[DATASET EXCERPTS Boundary: Start]

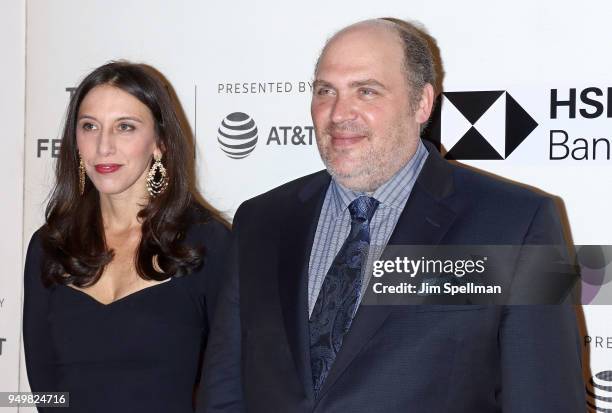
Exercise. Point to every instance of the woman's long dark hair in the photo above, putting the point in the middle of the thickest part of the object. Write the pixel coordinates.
(73, 235)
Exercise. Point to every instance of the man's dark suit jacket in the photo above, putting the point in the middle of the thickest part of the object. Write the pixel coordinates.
(430, 358)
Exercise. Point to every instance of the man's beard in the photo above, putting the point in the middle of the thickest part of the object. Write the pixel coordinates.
(374, 165)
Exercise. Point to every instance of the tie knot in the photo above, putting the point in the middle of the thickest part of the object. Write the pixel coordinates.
(363, 208)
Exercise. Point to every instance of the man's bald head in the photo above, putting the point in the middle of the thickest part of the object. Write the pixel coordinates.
(417, 60)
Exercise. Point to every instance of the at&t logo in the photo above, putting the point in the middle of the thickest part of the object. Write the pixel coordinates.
(237, 135)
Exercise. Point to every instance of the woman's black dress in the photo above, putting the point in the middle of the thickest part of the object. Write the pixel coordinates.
(140, 353)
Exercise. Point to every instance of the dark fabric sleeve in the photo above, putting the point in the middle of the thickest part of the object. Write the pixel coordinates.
(205, 285)
(220, 386)
(39, 355)
(540, 344)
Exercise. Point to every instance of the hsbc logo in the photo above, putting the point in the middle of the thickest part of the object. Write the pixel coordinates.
(479, 125)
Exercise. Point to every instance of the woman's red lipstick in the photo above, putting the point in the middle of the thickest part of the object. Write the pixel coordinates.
(107, 168)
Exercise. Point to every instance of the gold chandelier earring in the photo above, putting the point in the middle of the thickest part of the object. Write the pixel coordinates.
(81, 176)
(157, 170)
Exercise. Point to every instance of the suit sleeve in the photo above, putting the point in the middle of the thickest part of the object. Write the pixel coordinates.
(39, 355)
(540, 344)
(221, 385)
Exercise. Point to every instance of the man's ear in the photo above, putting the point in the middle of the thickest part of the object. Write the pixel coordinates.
(423, 110)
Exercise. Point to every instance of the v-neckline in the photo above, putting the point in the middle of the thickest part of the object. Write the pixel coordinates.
(118, 300)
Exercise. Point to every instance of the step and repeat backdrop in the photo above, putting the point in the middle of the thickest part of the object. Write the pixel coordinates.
(527, 96)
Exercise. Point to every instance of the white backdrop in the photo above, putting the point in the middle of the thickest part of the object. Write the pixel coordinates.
(12, 73)
(523, 47)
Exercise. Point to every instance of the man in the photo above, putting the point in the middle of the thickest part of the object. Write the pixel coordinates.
(292, 333)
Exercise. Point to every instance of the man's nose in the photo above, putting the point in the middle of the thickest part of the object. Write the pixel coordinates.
(343, 109)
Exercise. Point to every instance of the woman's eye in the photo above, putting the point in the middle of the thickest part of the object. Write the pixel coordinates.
(125, 127)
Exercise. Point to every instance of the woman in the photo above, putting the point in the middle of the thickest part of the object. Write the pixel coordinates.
(121, 279)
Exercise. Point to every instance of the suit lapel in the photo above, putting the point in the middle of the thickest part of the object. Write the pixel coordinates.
(424, 221)
(297, 236)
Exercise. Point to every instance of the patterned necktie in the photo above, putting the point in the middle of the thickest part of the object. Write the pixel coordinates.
(337, 301)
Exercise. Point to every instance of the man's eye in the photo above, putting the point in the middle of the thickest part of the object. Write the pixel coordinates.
(324, 91)
(368, 92)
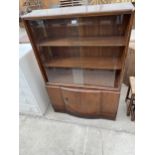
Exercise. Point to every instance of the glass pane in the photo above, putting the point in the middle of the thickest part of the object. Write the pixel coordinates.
(84, 51)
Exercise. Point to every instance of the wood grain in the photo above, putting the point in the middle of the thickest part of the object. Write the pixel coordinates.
(85, 62)
(103, 41)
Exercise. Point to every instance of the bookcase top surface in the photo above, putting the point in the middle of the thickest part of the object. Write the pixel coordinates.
(80, 10)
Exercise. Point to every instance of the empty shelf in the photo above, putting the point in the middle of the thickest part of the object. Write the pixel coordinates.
(85, 62)
(105, 41)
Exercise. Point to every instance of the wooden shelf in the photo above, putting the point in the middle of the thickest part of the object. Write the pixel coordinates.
(85, 62)
(104, 78)
(93, 41)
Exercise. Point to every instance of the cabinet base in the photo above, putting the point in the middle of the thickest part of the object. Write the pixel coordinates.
(105, 116)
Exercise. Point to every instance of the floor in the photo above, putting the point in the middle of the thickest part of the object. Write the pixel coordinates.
(63, 134)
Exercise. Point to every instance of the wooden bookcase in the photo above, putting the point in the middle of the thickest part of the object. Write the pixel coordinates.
(81, 52)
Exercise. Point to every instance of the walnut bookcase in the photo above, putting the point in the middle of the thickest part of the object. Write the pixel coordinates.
(81, 52)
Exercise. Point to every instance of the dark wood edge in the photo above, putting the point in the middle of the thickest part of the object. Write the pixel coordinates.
(127, 44)
(79, 15)
(48, 84)
(96, 116)
(35, 50)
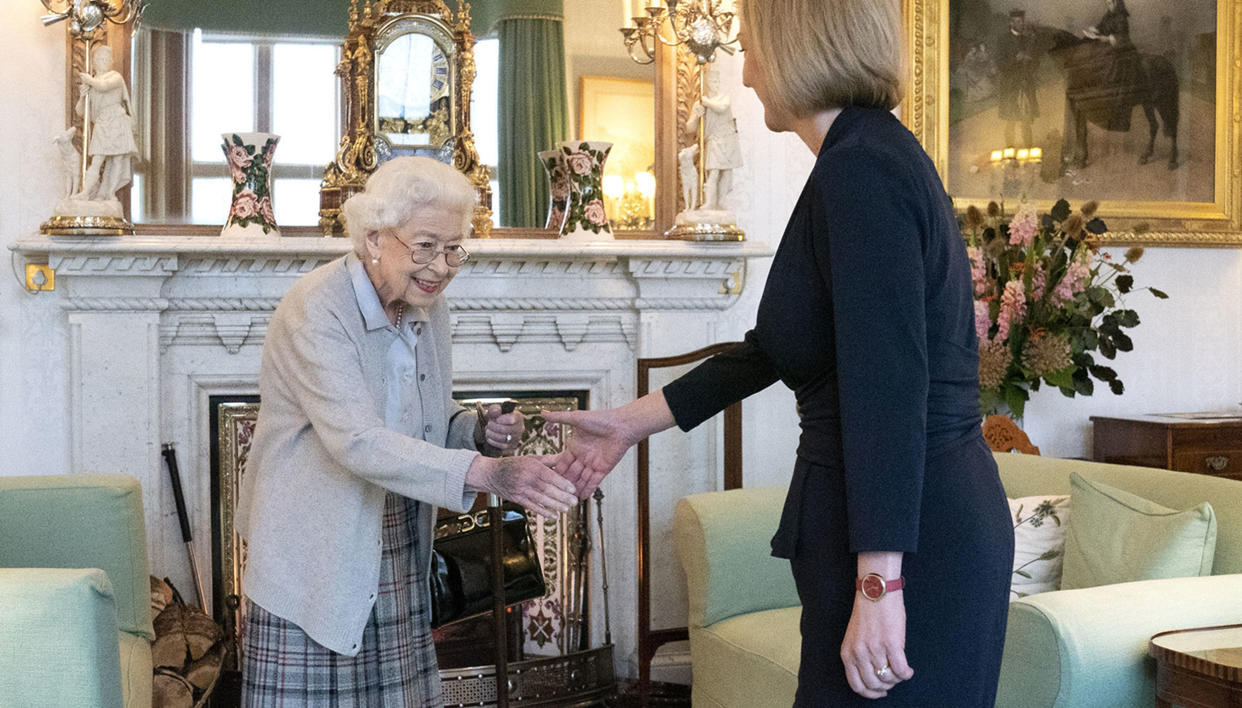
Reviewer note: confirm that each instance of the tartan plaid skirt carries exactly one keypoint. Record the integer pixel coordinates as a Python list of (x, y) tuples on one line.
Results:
[(396, 663)]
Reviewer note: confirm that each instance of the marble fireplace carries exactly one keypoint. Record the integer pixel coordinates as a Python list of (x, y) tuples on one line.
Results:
[(159, 326)]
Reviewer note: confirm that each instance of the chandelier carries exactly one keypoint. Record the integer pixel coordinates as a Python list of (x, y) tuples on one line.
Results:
[(86, 16), (701, 25)]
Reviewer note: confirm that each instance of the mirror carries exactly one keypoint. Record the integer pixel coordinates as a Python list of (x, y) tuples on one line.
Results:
[(414, 92), (180, 191)]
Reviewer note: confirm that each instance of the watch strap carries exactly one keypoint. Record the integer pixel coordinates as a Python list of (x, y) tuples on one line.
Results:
[(872, 583)]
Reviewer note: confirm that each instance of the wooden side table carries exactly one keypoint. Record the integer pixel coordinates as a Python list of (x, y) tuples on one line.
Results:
[(1199, 668), (1206, 444)]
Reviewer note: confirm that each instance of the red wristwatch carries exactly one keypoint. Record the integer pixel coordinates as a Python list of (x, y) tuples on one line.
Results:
[(873, 586)]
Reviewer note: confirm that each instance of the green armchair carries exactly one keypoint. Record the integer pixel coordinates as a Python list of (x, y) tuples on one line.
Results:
[(1066, 649), (75, 595)]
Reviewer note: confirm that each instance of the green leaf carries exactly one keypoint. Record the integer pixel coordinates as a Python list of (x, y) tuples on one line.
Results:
[(1103, 373), (1101, 296), (1107, 348), (1083, 385), (1062, 379), (1060, 210), (1016, 398)]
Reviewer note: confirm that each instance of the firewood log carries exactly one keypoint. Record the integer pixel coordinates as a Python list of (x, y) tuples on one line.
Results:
[(172, 691), (162, 594), (203, 672), (201, 632)]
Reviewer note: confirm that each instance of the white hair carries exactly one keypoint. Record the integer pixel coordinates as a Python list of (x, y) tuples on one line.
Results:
[(399, 190)]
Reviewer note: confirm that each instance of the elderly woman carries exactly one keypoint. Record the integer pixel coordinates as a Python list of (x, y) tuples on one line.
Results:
[(357, 444), (896, 523)]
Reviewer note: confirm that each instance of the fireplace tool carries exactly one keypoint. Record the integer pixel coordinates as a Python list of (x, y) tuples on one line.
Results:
[(169, 453)]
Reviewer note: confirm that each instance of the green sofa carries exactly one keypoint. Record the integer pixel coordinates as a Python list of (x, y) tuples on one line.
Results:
[(1063, 649), (75, 595)]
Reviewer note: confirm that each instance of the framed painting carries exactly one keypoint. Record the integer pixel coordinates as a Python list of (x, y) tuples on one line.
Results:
[(1134, 103)]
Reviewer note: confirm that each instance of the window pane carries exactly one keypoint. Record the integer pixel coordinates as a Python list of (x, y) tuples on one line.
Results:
[(304, 103), (483, 103), (222, 97), (135, 200), (210, 199), (296, 201)]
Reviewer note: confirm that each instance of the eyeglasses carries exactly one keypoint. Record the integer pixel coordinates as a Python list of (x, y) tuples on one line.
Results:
[(426, 251)]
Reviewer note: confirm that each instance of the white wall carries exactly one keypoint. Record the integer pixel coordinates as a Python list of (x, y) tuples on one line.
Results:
[(34, 370)]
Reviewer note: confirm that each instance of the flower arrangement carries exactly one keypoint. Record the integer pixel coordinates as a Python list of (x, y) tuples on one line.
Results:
[(1046, 301)]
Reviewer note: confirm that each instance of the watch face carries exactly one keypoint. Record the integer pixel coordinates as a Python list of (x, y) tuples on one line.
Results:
[(873, 586)]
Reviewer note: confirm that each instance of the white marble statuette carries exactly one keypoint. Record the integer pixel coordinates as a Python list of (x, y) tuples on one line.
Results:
[(722, 154), (90, 205)]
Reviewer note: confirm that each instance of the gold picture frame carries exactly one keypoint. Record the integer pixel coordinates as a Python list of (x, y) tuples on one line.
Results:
[(1215, 221)]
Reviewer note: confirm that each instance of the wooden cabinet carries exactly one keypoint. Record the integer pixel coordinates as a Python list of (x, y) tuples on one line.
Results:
[(1206, 444)]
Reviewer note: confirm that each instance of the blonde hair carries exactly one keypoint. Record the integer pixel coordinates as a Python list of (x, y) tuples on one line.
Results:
[(400, 189), (827, 54)]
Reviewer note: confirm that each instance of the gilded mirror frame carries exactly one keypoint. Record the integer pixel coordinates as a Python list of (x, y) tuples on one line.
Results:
[(1214, 224), (676, 90)]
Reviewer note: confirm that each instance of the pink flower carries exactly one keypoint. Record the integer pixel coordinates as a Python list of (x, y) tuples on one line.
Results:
[(580, 163), (1012, 308), (1024, 226), (978, 270), (1073, 282), (239, 159), (983, 321), (594, 213), (1038, 280), (265, 208), (245, 205)]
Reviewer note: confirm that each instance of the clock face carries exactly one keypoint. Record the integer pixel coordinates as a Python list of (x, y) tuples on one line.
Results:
[(873, 586)]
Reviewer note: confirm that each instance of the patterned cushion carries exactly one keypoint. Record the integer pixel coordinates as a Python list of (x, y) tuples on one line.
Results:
[(1038, 543)]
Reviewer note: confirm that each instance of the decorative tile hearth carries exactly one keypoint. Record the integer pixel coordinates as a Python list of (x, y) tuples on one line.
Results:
[(159, 324)]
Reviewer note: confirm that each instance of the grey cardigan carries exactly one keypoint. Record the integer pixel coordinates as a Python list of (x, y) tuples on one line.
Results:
[(322, 461)]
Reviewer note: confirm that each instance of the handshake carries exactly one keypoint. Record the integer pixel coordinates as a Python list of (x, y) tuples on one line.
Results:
[(550, 485)]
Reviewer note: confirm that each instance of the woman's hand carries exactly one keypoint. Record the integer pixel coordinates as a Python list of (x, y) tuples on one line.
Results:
[(503, 430), (527, 481), (873, 651), (876, 640), (598, 445)]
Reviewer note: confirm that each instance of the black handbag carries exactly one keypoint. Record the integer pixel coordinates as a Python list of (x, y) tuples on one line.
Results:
[(461, 565)]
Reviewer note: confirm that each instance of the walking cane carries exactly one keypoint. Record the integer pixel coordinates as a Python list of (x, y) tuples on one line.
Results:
[(169, 453), (496, 518)]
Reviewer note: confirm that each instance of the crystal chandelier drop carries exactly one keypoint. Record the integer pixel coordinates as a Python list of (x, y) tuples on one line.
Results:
[(701, 25)]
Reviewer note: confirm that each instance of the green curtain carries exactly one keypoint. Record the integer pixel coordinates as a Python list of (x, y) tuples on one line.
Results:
[(298, 18), (533, 113)]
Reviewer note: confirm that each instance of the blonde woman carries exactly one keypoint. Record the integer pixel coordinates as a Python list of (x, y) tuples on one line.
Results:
[(896, 523)]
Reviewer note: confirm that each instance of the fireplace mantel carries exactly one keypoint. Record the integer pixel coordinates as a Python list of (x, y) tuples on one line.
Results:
[(158, 324)]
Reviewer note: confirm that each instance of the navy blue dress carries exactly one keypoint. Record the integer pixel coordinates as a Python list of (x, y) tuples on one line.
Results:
[(867, 316)]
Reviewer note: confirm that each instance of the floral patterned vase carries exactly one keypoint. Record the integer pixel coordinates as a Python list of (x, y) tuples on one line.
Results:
[(250, 160), (558, 186), (585, 219)]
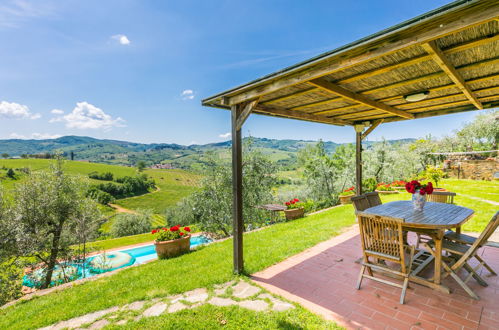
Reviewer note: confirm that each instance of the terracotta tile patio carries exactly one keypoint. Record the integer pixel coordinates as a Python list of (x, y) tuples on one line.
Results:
[(323, 279)]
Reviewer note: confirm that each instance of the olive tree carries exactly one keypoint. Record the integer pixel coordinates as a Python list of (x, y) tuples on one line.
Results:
[(51, 213)]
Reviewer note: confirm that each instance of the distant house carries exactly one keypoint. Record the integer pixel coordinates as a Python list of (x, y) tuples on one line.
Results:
[(162, 167)]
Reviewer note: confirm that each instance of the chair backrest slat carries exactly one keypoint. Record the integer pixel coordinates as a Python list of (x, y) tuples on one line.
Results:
[(360, 203), (481, 240), (373, 198), (441, 197)]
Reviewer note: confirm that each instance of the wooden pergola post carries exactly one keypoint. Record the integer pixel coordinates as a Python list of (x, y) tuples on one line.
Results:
[(240, 112), (237, 191), (358, 158)]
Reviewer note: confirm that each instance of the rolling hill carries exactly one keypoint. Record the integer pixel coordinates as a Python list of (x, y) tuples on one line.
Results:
[(129, 153)]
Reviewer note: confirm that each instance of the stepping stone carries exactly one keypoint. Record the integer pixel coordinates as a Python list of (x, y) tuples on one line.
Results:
[(256, 305), (244, 290), (178, 306), (282, 306), (221, 288), (99, 324), (217, 301), (136, 305), (278, 305), (79, 321), (175, 298), (196, 295), (155, 310)]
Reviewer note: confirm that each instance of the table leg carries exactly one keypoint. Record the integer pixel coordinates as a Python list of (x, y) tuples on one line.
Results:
[(438, 257)]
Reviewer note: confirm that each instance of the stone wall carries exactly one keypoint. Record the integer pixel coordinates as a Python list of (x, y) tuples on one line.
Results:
[(473, 169)]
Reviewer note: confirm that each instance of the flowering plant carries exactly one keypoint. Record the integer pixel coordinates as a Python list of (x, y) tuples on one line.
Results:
[(413, 186), (294, 204), (168, 234), (348, 192), (384, 187)]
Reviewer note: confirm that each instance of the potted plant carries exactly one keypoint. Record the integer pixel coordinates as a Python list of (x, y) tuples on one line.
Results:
[(418, 192), (346, 196), (398, 184), (172, 242), (294, 209), (384, 188)]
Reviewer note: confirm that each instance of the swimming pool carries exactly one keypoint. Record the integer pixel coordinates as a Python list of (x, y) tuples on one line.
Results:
[(135, 256)]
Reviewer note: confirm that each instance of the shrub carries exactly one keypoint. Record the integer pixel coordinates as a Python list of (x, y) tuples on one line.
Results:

[DATASET EXCERPTS Boundary: End]

All lines in the preceding records that hold the word "plant" need to be copied.

TASK OUTPUT
Reviewer note: confirm that each instance of the flowering plant carries exactly one keypoint. Record the integer pixel coordinates as a Python list of (x, y) tuples on one line.
Reviewer note: confirm that each instance of the potted plant carries exactly one keypoint. Record the integer pixel coordinates as a Python list of (x, y) tuples on one line.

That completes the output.